DATA EXTRACT:
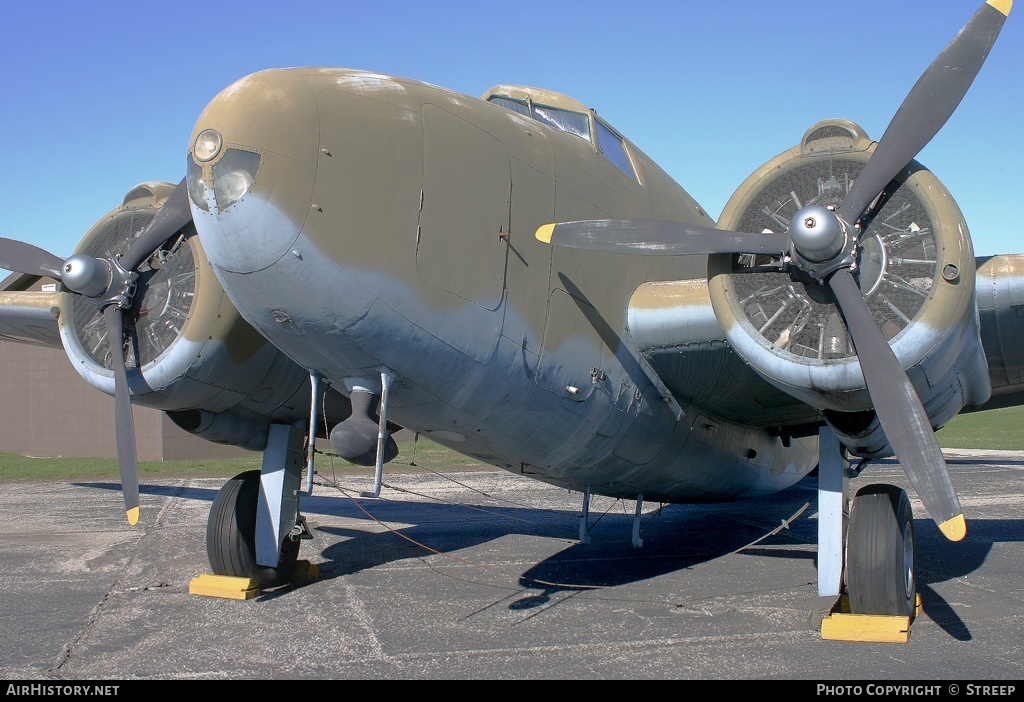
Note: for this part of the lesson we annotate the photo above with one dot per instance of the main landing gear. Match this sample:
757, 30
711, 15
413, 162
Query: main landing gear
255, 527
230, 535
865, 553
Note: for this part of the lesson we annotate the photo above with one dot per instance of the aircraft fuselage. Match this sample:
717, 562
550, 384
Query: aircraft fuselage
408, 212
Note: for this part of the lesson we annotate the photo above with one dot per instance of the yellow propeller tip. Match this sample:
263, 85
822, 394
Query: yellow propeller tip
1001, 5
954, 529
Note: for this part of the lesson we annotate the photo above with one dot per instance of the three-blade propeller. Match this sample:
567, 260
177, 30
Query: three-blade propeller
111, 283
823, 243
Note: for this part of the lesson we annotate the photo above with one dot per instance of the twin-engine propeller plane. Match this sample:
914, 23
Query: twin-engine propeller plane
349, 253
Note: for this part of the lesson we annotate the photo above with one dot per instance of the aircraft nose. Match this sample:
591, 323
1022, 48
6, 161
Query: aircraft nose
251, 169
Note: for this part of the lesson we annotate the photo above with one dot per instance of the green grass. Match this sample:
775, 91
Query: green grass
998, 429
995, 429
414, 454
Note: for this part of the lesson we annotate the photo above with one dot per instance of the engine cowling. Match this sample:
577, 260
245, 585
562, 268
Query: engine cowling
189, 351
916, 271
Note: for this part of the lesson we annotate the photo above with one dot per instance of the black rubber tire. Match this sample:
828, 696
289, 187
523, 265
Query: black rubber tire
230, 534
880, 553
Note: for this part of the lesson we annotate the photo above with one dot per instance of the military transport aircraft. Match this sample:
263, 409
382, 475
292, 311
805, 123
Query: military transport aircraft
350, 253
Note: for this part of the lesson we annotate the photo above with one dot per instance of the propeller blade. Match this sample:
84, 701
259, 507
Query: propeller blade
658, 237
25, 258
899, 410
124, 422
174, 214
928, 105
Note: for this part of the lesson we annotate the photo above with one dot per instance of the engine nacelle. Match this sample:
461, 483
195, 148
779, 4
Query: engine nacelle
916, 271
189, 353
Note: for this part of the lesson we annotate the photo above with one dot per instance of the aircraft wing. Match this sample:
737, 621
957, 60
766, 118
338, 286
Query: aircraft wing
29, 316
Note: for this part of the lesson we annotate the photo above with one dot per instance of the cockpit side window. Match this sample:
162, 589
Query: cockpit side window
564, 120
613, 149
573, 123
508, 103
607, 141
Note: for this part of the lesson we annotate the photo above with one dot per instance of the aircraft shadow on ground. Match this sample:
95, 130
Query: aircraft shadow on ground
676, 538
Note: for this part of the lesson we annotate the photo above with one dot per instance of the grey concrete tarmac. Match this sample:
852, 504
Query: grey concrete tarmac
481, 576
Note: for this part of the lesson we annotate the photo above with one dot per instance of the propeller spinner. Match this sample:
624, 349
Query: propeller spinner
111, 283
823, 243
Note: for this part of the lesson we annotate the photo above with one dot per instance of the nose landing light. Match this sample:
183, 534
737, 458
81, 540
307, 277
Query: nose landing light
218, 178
==
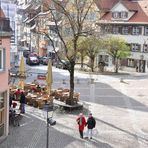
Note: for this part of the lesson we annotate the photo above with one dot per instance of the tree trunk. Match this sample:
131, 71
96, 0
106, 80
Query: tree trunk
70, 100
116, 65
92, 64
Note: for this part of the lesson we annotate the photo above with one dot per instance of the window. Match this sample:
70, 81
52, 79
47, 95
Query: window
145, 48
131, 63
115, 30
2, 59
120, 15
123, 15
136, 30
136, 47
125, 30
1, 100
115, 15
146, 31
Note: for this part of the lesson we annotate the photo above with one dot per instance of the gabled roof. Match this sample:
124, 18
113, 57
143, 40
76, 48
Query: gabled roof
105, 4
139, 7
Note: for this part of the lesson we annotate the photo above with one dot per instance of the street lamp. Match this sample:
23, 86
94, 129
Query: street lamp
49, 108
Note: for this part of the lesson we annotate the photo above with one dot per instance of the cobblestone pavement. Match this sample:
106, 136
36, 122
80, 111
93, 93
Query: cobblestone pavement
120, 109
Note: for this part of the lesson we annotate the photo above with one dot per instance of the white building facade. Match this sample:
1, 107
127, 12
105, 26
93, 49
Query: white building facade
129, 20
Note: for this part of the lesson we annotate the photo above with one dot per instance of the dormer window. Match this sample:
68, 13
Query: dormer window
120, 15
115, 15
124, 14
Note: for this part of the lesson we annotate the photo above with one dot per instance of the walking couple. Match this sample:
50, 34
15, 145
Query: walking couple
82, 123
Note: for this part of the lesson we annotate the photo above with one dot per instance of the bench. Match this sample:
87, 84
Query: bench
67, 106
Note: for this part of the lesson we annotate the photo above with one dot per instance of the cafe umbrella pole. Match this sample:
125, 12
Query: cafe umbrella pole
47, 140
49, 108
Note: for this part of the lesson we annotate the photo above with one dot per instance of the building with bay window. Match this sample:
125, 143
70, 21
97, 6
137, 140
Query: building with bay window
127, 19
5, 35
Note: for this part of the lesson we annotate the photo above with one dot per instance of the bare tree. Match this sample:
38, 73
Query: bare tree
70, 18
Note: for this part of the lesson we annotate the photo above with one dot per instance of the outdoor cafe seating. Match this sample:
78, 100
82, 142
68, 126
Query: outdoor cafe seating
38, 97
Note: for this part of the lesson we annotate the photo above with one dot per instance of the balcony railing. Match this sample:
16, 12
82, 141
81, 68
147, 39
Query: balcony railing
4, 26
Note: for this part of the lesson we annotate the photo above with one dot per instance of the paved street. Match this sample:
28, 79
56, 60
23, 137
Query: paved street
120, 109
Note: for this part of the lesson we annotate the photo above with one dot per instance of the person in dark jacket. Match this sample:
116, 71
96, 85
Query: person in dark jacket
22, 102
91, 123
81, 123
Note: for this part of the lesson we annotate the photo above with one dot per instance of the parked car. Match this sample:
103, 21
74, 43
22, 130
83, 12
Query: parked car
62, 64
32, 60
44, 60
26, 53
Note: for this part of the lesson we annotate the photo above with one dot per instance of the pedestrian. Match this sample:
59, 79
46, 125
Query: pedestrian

BRIEF: Find every line in the listing above that contains the string "plane", and copy each one in full.

THE COMPLETED TASK:
Note: for this part of the lesson we annotate the photo above with one dot per instance of the twin-engine propeller plane. Match this sample:
Query: twin-engine propeller plane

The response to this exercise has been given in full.